WHAT THE EXERCISE ASKS.
Below this line is a set of entries; quote exactly the lines from the line that contains "ground in the photo above." to the line that contains "sprout in the photo above.", both lines included.

INPUT RECORDS: Begin

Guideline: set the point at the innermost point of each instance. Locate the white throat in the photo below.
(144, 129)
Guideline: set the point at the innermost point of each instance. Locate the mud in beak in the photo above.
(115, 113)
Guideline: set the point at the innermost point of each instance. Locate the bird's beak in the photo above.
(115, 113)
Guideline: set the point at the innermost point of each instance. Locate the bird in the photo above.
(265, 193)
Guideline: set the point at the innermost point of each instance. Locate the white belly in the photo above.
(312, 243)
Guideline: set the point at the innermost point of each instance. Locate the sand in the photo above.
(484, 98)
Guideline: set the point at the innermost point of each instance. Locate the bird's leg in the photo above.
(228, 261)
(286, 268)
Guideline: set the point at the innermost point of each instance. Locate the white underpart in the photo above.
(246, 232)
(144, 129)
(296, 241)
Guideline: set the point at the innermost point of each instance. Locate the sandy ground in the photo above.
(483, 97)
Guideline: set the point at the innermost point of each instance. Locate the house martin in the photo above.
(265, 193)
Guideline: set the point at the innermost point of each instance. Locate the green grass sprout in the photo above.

INPUT RECORDS: End
INPUT RECORDS: Begin

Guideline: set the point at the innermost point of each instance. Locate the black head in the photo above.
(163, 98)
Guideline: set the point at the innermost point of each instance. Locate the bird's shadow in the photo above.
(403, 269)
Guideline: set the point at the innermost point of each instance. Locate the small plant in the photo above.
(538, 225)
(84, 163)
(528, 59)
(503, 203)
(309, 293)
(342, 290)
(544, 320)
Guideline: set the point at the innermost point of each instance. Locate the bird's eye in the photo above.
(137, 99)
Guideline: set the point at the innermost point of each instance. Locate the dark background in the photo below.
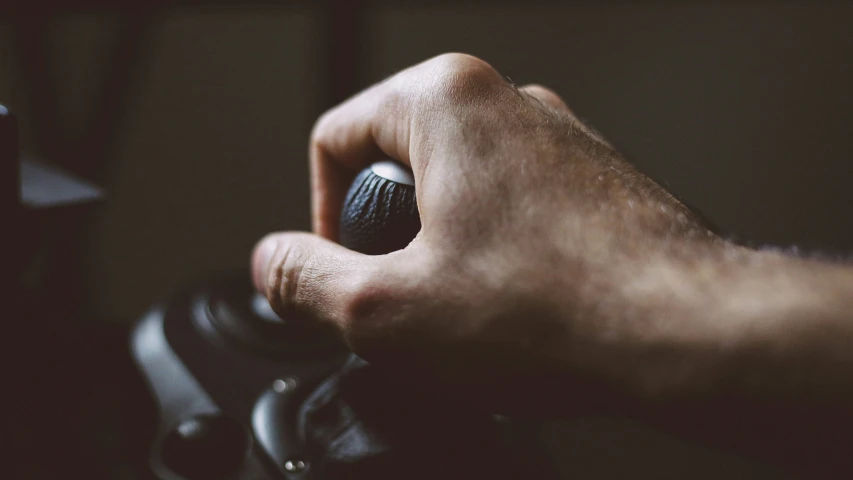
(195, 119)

INPUT RECORDS: End

ANSWER TO THE PROBLEM.
Guideline: set the point at the innermost point of each instance. Locate the sandy ground in the photo above.
(483, 97)
Guideline: set the point at the innermost point of each instance. Locate the house martin in the photo above.
(265, 193)
Guideline: set the point at the innermost point of each instance. Locate the green grass sprout in the photo above.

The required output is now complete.